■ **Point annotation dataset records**
- - -

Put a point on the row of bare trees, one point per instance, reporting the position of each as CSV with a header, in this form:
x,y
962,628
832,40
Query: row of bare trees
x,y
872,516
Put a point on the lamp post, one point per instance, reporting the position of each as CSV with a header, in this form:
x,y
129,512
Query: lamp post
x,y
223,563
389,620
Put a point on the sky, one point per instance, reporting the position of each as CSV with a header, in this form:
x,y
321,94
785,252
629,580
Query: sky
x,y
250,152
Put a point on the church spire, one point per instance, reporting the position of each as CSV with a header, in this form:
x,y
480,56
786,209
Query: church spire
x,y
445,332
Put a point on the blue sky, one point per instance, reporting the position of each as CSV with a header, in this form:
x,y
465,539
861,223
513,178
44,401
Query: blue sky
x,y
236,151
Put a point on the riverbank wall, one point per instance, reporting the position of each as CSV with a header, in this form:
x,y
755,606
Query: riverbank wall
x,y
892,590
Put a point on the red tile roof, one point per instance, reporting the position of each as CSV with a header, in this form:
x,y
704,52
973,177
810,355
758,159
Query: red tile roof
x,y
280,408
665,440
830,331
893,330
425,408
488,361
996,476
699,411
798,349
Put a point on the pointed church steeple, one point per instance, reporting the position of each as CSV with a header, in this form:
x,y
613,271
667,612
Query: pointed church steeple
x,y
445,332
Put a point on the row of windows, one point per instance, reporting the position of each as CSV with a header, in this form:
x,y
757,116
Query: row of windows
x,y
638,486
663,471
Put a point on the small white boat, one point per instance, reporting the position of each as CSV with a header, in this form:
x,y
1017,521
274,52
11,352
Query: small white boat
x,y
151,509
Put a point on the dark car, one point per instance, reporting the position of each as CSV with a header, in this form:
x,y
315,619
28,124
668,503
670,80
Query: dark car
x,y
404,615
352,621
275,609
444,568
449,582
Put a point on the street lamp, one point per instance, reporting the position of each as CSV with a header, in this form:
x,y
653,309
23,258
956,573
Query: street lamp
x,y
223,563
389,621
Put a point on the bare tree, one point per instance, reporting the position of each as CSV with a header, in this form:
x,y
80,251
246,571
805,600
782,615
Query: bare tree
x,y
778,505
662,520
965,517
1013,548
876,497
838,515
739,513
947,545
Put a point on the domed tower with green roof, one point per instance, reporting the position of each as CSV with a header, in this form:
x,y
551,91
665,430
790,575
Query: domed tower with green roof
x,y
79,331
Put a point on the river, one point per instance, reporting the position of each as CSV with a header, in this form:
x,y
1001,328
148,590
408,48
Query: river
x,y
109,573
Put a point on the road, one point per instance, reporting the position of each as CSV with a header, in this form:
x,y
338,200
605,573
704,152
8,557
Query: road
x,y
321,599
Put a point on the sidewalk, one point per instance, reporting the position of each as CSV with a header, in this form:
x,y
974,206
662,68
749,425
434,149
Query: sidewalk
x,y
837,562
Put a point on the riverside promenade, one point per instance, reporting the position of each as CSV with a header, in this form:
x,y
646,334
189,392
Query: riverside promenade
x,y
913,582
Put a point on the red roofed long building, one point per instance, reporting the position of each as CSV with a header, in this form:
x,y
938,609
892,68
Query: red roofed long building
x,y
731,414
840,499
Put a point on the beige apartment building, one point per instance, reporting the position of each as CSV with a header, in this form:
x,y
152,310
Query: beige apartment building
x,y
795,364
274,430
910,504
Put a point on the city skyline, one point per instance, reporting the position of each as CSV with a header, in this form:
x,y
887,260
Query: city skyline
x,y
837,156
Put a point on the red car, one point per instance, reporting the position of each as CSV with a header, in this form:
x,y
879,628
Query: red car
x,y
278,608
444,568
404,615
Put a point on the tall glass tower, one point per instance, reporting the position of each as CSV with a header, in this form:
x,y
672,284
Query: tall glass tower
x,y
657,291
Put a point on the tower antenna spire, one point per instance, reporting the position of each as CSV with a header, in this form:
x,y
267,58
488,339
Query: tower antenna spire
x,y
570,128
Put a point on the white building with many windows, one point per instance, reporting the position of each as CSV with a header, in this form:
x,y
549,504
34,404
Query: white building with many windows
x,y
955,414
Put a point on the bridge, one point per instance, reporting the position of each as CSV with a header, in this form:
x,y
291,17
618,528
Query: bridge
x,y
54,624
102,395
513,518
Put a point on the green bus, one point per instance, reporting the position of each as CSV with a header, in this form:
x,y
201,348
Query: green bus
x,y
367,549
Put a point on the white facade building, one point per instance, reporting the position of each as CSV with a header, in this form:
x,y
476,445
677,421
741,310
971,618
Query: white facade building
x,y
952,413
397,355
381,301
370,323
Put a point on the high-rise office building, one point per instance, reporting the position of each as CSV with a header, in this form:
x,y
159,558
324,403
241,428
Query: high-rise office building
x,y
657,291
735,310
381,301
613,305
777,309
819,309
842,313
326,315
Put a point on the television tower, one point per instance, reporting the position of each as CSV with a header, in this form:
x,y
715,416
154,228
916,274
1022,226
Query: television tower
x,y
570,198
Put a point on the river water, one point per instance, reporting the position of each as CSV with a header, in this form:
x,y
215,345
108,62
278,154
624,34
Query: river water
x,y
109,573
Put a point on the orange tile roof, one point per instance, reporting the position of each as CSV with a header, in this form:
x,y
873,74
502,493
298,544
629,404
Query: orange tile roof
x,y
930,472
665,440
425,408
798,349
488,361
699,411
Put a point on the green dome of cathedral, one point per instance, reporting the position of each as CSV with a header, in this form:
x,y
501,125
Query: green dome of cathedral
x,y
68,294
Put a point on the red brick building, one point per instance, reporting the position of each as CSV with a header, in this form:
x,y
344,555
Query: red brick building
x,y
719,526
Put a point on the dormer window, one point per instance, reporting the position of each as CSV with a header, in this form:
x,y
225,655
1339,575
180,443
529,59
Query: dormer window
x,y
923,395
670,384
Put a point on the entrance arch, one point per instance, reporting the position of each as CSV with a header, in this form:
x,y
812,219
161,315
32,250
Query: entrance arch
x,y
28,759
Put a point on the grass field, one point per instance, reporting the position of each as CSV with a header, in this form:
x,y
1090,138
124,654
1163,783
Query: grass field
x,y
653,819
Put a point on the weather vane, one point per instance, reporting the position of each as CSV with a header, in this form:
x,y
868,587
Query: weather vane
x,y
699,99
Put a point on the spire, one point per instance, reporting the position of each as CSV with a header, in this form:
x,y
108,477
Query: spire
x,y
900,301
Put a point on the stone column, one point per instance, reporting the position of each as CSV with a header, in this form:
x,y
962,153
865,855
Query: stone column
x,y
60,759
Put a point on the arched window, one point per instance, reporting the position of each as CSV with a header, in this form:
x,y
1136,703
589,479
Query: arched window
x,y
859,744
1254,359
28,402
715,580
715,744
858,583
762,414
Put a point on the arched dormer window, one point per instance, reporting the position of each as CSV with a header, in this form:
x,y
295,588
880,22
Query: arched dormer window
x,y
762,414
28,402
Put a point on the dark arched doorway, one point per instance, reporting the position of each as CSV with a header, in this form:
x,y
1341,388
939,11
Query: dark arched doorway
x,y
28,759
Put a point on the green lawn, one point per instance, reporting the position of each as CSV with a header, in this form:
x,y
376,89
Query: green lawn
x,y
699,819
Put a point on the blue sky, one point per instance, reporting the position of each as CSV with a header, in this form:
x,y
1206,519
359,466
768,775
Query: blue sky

- - -

■ **WORK TO DO**
Emit the records above again, exactly, with no line skipped.

■ **SOLUTION TO THE EXERCISE**
Put a point on the row of bare trees, one point per instance, reporting the position of each as CSV with a header, in this form:
x,y
962,628
832,40
Query: row of bare trees
x,y
872,516
Put a point on the lamp post, one point per instance, reporting the position of each as CSV with a header, in this form:
x,y
129,512
Query: lamp post
x,y
223,563
389,620
Put a point on the sky, one point per instance, reporting the position of each as CSV with a header, in this form:
x,y
321,94
785,252
629,580
Query: sky
x,y
250,152
Put a point on the church spire, one point per instance, reporting the position of each as CSV with a header, in this form:
x,y
480,56
786,209
Query: church spire
x,y
445,332
Put a point on the blue sky, one point per instance, reporting the position of each as CSV with a header, in this form:
x,y
465,539
861,223
513,178
44,401
Query: blue sky
x,y
236,151
Put a point on the riverbank wall, one point per instance, reporting the position of each as CSV with a header, in this form:
x,y
755,606
Query: riverbank wall
x,y
892,590
Put a point on the red tile roof, one point per instance, reporting the position of each as CSV with a header, in this form:
x,y
704,52
973,177
810,355
758,159
Query: red tile roof
x,y
280,408
665,440
830,331
893,330
425,408
488,361
996,476
699,411
798,349
Put a point on the pointed church steeple, one point per instance, reporting the position of each as CSV with a header, in this form:
x,y
613,271
667,612
Query: pointed church steeple
x,y
445,332
Put a point on the row of windows, one point per instance, reporting the position of each as CSV with a header, in this form:
x,y
757,116
Query: row of windows
x,y
638,486
663,471
Put a point on the small white boat, one point per instance, reporting the position of each as CSV with a header, in this form:
x,y
1017,521
274,52
11,352
Query: small white boat
x,y
151,509
Put a point on the dark car, one point per instance, reporting the position of each as CSV with a header, in this form:
x,y
315,619
28,124
668,503
670,80
Query: dark car
x,y
404,615
352,621
275,609
444,568
449,582
Put a point on the street lamp, one point per instance, reporting the position of each as CSV with a header, in this form:
x,y
653,309
23,258
956,573
Query: street lamp
x,y
223,563
389,621
Put a point on the bare tree, one point per instance, reporting the position of each as CSV with a header, in this form:
x,y
80,251
246,571
805,600
782,615
Query: bare tree
x,y
778,505
662,520
965,517
1013,548
876,497
838,515
739,513
947,545
Put a point on the domed tower with green roof, one point per instance, reporting the position of each as CSV with a header, in this form:
x,y
551,91
665,430
790,575
Query: domed tower with green roof
x,y
79,331
Put a point on the river, one point per instance, reporting the position of each as CSV with a header, in this form:
x,y
1001,328
148,590
408,48
Query: river
x,y
109,573
Put a point on the road, one point per instance, reporting the position of each as CSV with a header, in this form:
x,y
338,200
605,573
704,152
8,557
Query: road
x,y
321,599
Put a point on the sidewalk, one point per instance, reporting the position of each as CSV with a header, in this form:
x,y
974,206
662,68
749,425
434,149
Query: sidewalk
x,y
837,562
Put a point on the riverside promenade, one point per instance, reporting the position of each as CSV with a header, in this form:
x,y
646,334
189,392
Query: riverside promenade
x,y
913,582
Put a point on the red roofed long building, one point per instance, reporting the position of each as CSV with a header, in this form:
x,y
938,609
892,68
Query: red roofed long building
x,y
731,414
840,499
Put a point on the beige apartment building, one point per instance, reporting the position of each as CSV with a header, in this form:
x,y
152,310
Query: beige apartment building
x,y
795,364
274,430
910,504
Put a point on the city skyline, one point per instance, reporting the position of each as CSV with a header, in this form:
x,y
887,260
Query: city skyline
x,y
837,156
Put a point on the red car, one point per instance, reporting the position of each as CSV with a header, in this form:
x,y
879,628
Query: red car
x,y
278,608
444,568
404,615
Put a point on the tall glass tower, one point per instance, reporting the position of each as CSV with a header, in this form:
x,y
672,284
Query: tall glass tower
x,y
657,291
Put a point on the tower antenna spire, one point per instance, reporting the position of each as CSV with a header, in this form:
x,y
267,58
488,339
Query: tower antenna spire
x,y
570,128
Put a point on the white building with many windows, one point per instance, reporting the position of each as CSV with a header, in this form:
x,y
549,504
34,404
Query: white building with many windows
x,y
955,414
Put a point on the bridge, one point per instance, reporting the position of each as CSV with a header, in this form:
x,y
291,17
618,528
Query: bridge
x,y
54,624
102,395
513,518
Put a point on the green bus, one point per instance, reporting the position of each as CSV with a header, in this form:
x,y
201,348
Query: green bus
x,y
367,549
Put a point on the white facade building, one point per instance, reporting the position of each as CSV with a header, in this form:
x,y
476,445
677,421
741,310
971,618
Query: white facade building
x,y
952,413
397,355
381,301
370,323
Put a point on the high-rise office building, one point per instance, reporting the position of each as CSV with a header, in this form:
x,y
159,558
324,403
241,428
Query: high-rise office building
x,y
657,291
735,310
381,301
613,305
777,309
819,309
842,313
326,315
Put a point on the television tower, one point per instance, reporting the position of each as CSV with a header, in this form:
x,y
715,416
154,228
916,274
1022,226
Query: television tower
x,y
570,198
Put a point on the river water, one point per instance, reporting the position of each as CSV with a header, in this form:
x,y
215,345
108,62
278,154
624,34
Query: river water
x,y
109,573
Put a point on the orange tile roof, one point per instance, reporting the position of each as CSV with a header, in this form:
x,y
873,74
502,493
298,544
629,404
Query: orange tile roof
x,y
930,472
665,440
425,408
798,349
488,361
699,411
Put a point on the green dome of cathedral, one point per instance, reporting the position of each as CSV with a header, in this form:
x,y
501,125
Query: green dome of cathedral
x,y
68,294
Put a point on the red brick building, one point per instance, reporting the position of each as CSV with a header, in this form:
x,y
344,555
Query: red brick building
x,y
719,526
Put a point on the dormer window, one point per instance, reporting the position of each as CSV with a header, in this form:
x,y
225,655
1339,575
180,443
529,59
Query: dormer window
x,y
923,395
670,384
Put a point on the entrance arch, one point per instance, reporting the position of each as CSV with a header, in this form:
x,y
812,219
161,315
32,250
Query: entrance arch
x,y
28,759
Put a point on the grass field, one point per instance, reporting the position of each as CSV with a header, in this form:
x,y
1090,138
124,654
1163,783
Query: grass field
x,y
653,819
Put a point on the weather vane, one point per instance, reporting the position of each as CSV with a header, in this form:
x,y
868,587
Query: weather vane
x,y
699,99
Put a point on the spire, one point per instance, reporting the position of each as CSV with a header, in this form:
x,y
108,477
Query: spire
x,y
900,301
Put a point on the stone column, one point per instance, reporting the position of each as CSV with a header, in this form:
x,y
962,153
865,855
Query: stone column
x,y
60,759
Put a point on the arched window, one point per instance, reporting the position of each as CSV with a header, in this form:
x,y
1136,703
589,479
Query: arched window
x,y
859,744
1254,359
28,402
715,580
715,744
858,583
762,414
Put a point on the arched dormer window, one point per instance, reporting the position of each as CSV with a header, in this form:
x,y
295,588
880,22
Query: arched dormer window
x,y
762,414
28,402
Put a point on the dark arched doorway, one point per instance, reporting the position of each as CSV with a header, in this form:
x,y
1341,388
939,11
Query: dark arched doorway
x,y
28,759
Put a point on the green lawn, one point per instance, reporting the position of each as CSV with a header, in this form:
x,y
376,89
Query: green lawn
x,y
699,819
Put a point on the blue sky, one point per instance, reporting the position of each as CSV with a header, in this form:
x,y
1206,519
359,466
768,775
Query: blue sky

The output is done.